◆ INPUT FOR THIS TASK ◆

--------------------

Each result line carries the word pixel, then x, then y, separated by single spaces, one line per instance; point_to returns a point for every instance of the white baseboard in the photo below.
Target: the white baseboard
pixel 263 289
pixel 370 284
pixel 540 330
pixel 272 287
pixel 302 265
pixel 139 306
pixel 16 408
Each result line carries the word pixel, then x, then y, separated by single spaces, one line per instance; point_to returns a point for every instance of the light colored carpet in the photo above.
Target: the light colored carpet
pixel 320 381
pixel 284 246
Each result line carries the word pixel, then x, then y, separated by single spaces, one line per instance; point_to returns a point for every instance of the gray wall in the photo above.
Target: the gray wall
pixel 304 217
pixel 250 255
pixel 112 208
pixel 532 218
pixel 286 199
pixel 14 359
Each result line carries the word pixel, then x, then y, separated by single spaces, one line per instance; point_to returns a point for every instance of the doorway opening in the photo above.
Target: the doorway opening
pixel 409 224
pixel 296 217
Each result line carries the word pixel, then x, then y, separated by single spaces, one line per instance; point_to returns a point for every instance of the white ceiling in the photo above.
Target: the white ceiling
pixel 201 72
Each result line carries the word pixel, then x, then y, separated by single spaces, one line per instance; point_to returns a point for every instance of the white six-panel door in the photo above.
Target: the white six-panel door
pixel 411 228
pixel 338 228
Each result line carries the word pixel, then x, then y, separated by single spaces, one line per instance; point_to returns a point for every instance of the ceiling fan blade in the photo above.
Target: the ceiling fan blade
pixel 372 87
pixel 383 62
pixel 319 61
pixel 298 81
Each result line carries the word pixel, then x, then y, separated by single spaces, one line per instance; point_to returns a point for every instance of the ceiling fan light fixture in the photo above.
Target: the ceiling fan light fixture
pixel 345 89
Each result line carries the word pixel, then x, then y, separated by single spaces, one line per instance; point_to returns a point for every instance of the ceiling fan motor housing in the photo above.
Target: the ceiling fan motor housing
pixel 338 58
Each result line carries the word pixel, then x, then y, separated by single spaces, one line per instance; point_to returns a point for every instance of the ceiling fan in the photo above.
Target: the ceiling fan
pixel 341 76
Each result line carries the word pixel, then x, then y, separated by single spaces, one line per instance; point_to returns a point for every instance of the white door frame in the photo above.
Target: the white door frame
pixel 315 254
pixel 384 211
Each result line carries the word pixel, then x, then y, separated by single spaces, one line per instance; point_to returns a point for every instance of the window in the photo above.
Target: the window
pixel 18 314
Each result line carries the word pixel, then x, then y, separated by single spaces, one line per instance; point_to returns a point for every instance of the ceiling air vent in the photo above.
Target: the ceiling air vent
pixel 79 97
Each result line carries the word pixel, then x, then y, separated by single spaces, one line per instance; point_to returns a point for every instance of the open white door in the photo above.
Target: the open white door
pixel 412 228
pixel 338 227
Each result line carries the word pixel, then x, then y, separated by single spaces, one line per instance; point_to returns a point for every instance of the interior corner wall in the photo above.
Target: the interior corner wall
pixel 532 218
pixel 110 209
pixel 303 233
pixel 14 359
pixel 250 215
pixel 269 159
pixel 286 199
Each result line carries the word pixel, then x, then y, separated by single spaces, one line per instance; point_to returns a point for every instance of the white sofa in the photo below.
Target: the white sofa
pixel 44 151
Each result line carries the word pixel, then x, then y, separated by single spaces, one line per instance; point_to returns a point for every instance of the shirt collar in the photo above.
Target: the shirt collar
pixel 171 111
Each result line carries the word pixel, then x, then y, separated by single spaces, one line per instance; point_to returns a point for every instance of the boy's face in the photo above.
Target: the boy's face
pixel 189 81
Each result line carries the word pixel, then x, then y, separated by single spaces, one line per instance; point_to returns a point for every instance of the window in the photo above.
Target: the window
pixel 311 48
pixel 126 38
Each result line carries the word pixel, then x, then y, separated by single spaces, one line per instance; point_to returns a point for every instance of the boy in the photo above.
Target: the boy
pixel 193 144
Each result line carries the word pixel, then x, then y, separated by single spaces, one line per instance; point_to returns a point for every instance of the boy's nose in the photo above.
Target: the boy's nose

--------------------

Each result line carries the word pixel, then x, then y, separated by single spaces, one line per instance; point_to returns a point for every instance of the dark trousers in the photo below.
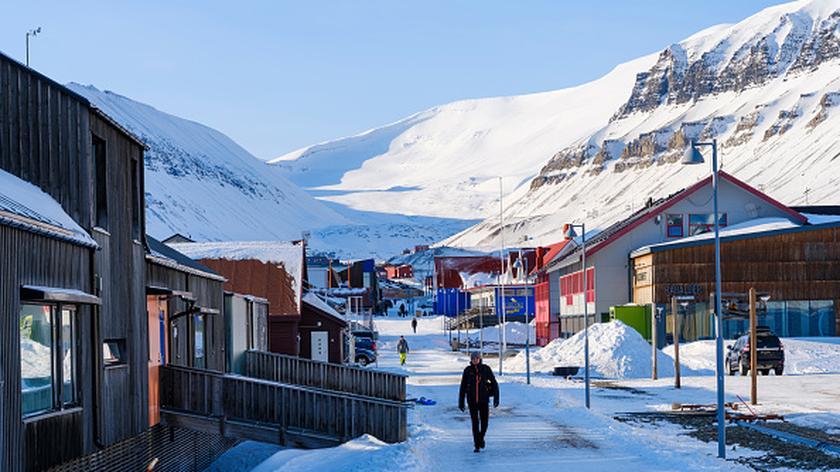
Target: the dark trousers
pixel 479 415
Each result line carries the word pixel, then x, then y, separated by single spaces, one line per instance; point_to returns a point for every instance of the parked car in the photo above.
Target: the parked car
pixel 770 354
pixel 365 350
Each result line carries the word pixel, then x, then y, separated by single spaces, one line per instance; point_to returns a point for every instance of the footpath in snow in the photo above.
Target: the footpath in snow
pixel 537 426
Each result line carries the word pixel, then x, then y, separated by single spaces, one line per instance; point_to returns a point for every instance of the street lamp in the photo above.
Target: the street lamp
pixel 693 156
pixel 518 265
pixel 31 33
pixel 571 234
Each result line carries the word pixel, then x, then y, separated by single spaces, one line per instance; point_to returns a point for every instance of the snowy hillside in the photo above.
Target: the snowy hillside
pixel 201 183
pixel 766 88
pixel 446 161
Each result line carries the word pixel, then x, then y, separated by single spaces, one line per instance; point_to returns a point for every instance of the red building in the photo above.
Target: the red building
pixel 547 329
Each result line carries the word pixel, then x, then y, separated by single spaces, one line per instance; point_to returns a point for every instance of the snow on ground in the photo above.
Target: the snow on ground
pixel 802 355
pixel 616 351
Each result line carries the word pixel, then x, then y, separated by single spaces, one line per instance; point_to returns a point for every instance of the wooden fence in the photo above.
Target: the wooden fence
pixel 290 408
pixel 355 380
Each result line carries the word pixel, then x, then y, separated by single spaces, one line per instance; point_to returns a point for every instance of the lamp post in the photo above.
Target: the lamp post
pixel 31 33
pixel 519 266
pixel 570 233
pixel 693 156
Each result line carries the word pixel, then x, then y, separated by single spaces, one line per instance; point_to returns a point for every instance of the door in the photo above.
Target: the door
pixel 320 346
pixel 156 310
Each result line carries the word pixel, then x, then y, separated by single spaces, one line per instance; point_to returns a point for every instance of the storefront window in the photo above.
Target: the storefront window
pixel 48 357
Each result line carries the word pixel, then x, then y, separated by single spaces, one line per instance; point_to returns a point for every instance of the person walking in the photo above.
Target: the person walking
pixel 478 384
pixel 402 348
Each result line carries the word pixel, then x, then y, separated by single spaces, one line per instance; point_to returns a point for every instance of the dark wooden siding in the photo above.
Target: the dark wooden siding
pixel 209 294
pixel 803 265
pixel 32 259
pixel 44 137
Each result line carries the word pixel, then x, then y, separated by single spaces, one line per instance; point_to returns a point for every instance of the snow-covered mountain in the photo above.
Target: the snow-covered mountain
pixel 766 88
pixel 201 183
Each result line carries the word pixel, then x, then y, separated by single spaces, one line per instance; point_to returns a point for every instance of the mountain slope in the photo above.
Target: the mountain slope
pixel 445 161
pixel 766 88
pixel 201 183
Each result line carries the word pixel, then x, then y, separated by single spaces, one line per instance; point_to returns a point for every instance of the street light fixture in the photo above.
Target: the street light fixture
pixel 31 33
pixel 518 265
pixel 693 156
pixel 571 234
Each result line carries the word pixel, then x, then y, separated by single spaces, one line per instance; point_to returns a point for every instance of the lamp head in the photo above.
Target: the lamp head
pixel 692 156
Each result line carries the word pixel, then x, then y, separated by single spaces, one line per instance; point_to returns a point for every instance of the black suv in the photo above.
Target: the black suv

--------------------

◆ YOUR OBJECTIVE ◆
Reproduce the listing lines beginning with the line that contains "storefront window in the photo above." and continuing through the line that contains "pixel 48 357", substituting "shop window" for "storefront window" and leaving all else unchanged.

◆ TASK RESPONSE ◆
Each result line carries the word pixel, then x, then y, separated by single spaces, one line per instance; point_to returns a point for every instance of the shop window in the photo above.
Target: the shop window
pixel 48 357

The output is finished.